* [GIVEN EXERCISE]
Copy out every one of the lines below word for word, with nothing changed.
— START OF MATERIAL TO PROCESS —
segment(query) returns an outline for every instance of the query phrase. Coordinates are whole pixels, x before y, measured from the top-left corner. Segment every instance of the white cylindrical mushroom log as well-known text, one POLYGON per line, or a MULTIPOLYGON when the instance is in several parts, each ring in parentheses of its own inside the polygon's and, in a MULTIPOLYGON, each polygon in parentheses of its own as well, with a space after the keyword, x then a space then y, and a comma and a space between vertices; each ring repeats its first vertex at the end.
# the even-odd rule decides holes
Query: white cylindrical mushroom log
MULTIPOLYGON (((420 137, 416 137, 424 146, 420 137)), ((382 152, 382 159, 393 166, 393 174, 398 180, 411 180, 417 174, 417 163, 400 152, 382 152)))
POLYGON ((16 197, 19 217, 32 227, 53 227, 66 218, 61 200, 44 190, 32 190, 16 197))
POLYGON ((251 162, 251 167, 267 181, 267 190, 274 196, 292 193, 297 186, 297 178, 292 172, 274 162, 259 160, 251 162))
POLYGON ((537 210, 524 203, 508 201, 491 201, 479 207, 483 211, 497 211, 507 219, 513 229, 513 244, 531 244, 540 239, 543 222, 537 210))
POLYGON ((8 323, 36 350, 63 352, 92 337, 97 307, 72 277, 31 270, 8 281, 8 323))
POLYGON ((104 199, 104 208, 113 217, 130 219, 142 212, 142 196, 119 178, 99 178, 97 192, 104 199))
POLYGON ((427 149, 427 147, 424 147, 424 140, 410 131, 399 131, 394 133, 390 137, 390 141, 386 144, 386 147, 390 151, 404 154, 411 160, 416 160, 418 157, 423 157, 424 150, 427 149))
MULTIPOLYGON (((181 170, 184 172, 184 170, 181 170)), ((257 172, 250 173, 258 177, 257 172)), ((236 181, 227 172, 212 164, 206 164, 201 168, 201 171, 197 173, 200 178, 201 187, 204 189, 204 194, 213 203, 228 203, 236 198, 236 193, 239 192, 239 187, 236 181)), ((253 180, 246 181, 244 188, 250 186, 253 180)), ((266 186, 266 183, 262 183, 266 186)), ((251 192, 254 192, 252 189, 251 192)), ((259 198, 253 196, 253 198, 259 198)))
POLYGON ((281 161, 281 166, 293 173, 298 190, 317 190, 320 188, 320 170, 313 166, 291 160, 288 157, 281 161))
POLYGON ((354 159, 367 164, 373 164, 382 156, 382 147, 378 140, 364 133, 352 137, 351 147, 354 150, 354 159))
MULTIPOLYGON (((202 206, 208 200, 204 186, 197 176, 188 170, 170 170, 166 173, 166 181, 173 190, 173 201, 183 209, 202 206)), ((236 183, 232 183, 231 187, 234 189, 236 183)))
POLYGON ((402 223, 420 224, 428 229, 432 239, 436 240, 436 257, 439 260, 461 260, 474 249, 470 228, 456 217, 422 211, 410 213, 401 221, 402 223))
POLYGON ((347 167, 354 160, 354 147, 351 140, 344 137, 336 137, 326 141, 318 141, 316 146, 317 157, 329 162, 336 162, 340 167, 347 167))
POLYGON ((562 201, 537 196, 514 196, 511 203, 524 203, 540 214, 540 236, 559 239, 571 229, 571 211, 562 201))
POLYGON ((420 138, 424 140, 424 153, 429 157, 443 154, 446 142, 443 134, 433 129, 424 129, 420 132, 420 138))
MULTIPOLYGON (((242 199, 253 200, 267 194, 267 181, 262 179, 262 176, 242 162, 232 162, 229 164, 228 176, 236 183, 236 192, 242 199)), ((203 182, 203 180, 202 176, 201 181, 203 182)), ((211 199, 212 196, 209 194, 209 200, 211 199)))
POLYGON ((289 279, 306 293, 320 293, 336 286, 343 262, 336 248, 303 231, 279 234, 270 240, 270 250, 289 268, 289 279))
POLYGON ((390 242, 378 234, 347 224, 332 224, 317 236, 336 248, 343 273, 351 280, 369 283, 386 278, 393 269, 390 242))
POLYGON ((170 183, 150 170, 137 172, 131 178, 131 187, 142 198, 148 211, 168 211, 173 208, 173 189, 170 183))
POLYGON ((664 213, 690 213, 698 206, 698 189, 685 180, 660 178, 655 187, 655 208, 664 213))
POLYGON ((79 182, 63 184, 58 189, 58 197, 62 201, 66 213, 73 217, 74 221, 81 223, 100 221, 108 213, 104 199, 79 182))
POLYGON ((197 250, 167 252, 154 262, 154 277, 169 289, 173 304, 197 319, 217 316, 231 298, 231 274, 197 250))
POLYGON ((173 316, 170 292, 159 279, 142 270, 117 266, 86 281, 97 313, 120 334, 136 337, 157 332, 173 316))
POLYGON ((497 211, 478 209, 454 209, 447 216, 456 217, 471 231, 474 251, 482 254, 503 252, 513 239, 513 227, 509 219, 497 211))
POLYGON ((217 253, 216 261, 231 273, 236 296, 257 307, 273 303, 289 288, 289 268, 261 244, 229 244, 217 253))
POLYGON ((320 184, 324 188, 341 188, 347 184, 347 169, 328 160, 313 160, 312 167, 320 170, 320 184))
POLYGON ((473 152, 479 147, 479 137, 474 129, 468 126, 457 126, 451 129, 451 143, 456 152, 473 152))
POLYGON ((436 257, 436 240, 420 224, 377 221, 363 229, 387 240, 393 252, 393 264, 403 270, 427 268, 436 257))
— END OF MATERIAL TO PROCESS —
* [CORRECT ANSWER]
segment(query) returns an outline for every instance of the query phrase. Coordinates are whole pixels, x before y, measured from the top-left corner. Segment every instance of the white cylindrical mushroom log as well-known text, one POLYGON per line, or a MULTIPOLYGON when the instance is in several parts, each ring in parentheses of its own inside the polygon's and, in a MULTIPOLYGON, each polygon in parentheses of its own as well, with a space after the keyword, x then a space then y, and a comma and a space between vertices; each ring repeats its first vertex at the end.
# the even-odd rule decides holes
Query: white cylindrical mushroom log
MULTIPOLYGON (((420 137, 416 137, 424 146, 420 137)), ((382 152, 382 159, 393 166, 393 174, 398 180, 411 180, 417 174, 417 163, 400 152, 382 152)))
POLYGON ((16 197, 19 217, 32 227, 53 227, 66 218, 61 200, 44 190, 32 190, 16 197))
POLYGON ((251 162, 251 167, 267 181, 267 190, 274 196, 292 193, 297 186, 297 178, 292 172, 274 162, 259 160, 251 162))
POLYGON ((537 210, 524 203, 508 201, 491 201, 479 207, 483 211, 497 211, 507 219, 513 229, 513 244, 531 244, 540 239, 543 222, 537 210))
POLYGON ((8 323, 36 350, 63 352, 92 337, 97 307, 72 277, 31 270, 8 281, 8 323))
POLYGON ((104 199, 104 208, 113 217, 130 219, 142 212, 142 196, 119 178, 99 178, 97 192, 104 199))
POLYGON ((427 149, 427 147, 424 147, 424 140, 410 131, 399 131, 394 133, 390 137, 390 141, 386 144, 386 147, 390 151, 404 154, 411 160, 416 160, 418 157, 423 157, 424 150, 427 149))
MULTIPOLYGON (((181 170, 184 172, 184 170, 181 170)), ((257 172, 250 173, 258 177, 257 172)), ((236 181, 227 172, 212 164, 206 164, 201 168, 201 171, 197 173, 200 178, 201 187, 204 189, 204 194, 213 203, 228 203, 236 198, 236 193, 239 192, 239 187, 236 181)), ((253 180, 246 181, 244 188, 250 186, 253 180)), ((266 186, 266 183, 262 183, 266 186)), ((251 192, 254 192, 252 189, 251 192)), ((259 198, 253 196, 253 198, 259 198)))
POLYGON ((281 161, 281 166, 293 173, 298 190, 317 190, 320 188, 320 170, 313 166, 291 160, 288 157, 281 161))
POLYGON ((354 159, 367 164, 373 164, 382 156, 382 147, 378 140, 364 133, 352 137, 351 147, 354 150, 354 159))
MULTIPOLYGON (((202 206, 208 200, 204 186, 197 176, 188 170, 170 170, 166 173, 166 181, 173 190, 173 201, 183 209, 202 206)), ((236 183, 232 183, 231 187, 234 189, 236 183)))
POLYGON ((402 223, 420 224, 428 229, 432 239, 436 240, 436 257, 439 260, 461 260, 474 249, 470 228, 456 217, 422 211, 410 213, 401 221, 402 223))
POLYGON ((347 167, 354 160, 354 147, 351 140, 344 137, 336 137, 326 141, 318 141, 316 146, 317 157, 329 162, 336 162, 340 167, 347 167))
POLYGON ((562 201, 537 196, 514 196, 511 203, 524 203, 540 214, 540 236, 559 239, 571 229, 571 211, 562 201))
POLYGON ((420 138, 424 140, 424 153, 429 157, 443 154, 446 142, 443 134, 433 129, 424 129, 420 132, 420 138))
MULTIPOLYGON (((242 199, 253 200, 267 194, 267 181, 262 179, 262 176, 242 162, 232 162, 229 164, 228 176, 236 183, 236 192, 242 199)), ((203 182, 203 180, 202 176, 201 181, 203 182)), ((211 199, 212 196, 209 194, 209 200, 211 199)))
POLYGON ((289 279, 306 293, 320 293, 336 286, 343 262, 336 248, 303 231, 279 234, 270 240, 270 250, 289 268, 289 279))
POLYGON ((390 242, 378 234, 347 224, 332 224, 317 236, 336 248, 343 273, 351 280, 369 283, 386 278, 393 269, 390 242))
POLYGON ((170 183, 150 170, 137 172, 131 178, 131 187, 142 198, 148 211, 168 211, 173 208, 173 189, 170 183))
POLYGON ((664 213, 690 213, 698 206, 698 189, 685 180, 660 178, 655 187, 655 208, 664 213))
POLYGON ((79 182, 63 184, 58 189, 58 197, 62 201, 66 213, 73 217, 74 221, 81 223, 100 221, 108 213, 104 199, 79 182))
POLYGON ((197 250, 167 252, 154 262, 154 277, 169 289, 173 304, 197 319, 217 316, 231 298, 231 274, 197 250))
POLYGON ((173 316, 170 292, 159 279, 142 270, 117 266, 86 281, 97 313, 120 334, 136 337, 157 332, 173 316))
POLYGON ((497 211, 478 209, 454 209, 447 216, 456 217, 471 231, 474 251, 482 254, 503 252, 513 239, 513 227, 509 219, 497 211))
POLYGON ((217 253, 216 261, 231 273, 236 296, 257 307, 273 303, 289 288, 289 268, 261 244, 229 244, 217 253))
POLYGON ((320 184, 324 188, 341 188, 347 184, 347 169, 328 160, 313 160, 312 167, 320 170, 320 184))
POLYGON ((473 152, 479 147, 479 137, 474 129, 468 126, 457 126, 451 129, 451 143, 456 152, 473 152))
POLYGON ((436 257, 436 240, 420 224, 377 221, 363 229, 387 240, 393 252, 393 264, 403 270, 427 268, 436 257))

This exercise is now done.